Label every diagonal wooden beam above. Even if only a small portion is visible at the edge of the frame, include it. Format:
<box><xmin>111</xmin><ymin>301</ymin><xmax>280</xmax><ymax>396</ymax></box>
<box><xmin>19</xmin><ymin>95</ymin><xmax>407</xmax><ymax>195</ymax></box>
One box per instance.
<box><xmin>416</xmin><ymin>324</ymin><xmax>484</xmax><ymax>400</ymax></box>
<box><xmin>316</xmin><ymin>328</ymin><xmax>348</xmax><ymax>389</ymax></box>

== TASK ==
Render every line of the records above as a numbered list, omitting blank lines.

== EXERCISE SOLUTION ==
1. Label every diagonal wooden beam above. Even if only a small portion is visible at the edge of the frame, include it. Format:
2. <box><xmin>111</xmin><ymin>301</ymin><xmax>280</xmax><ymax>396</ymax></box>
3. <box><xmin>19</xmin><ymin>95</ymin><xmax>407</xmax><ymax>195</ymax></box>
4. One box per instance.
5. <box><xmin>416</xmin><ymin>324</ymin><xmax>484</xmax><ymax>400</ymax></box>
6. <box><xmin>316</xmin><ymin>328</ymin><xmax>348</xmax><ymax>389</ymax></box>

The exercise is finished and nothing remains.